THE PROBLEM: Below are some entries. Copy each line in them that holds "stone".

[Referring expression data]
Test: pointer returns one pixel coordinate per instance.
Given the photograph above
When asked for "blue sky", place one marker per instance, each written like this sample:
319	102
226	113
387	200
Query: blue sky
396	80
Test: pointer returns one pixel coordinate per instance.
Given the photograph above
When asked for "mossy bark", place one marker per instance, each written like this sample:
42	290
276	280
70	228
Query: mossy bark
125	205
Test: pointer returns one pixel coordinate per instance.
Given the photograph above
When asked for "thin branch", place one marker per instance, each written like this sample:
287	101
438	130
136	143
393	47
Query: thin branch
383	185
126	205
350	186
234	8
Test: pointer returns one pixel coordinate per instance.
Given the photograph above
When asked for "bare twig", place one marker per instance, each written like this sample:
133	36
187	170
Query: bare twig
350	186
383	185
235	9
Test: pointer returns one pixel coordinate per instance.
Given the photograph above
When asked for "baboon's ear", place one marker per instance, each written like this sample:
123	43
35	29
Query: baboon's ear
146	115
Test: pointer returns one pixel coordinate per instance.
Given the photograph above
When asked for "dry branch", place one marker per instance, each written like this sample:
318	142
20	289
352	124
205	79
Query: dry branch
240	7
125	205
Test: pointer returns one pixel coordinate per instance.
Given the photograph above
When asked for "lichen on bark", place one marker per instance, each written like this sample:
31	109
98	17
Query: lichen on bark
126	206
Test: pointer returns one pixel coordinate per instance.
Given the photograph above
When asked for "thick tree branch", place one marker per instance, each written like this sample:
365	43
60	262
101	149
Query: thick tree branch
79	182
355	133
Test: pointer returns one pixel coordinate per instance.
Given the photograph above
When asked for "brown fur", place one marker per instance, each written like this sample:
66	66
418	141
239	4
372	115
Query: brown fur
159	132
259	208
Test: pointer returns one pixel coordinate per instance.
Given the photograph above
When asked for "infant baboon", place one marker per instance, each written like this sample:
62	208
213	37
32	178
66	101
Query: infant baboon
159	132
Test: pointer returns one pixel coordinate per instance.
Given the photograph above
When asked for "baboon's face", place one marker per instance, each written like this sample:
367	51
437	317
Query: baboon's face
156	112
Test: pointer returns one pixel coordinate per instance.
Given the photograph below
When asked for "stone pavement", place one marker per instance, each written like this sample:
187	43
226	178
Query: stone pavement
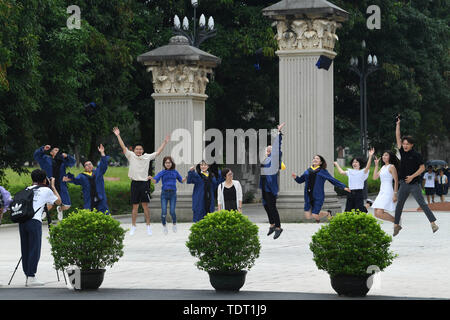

YOUR RESPONSE:
When asked for "stone pavement", place one marker per instance, each written like this sample:
Query: stone pavement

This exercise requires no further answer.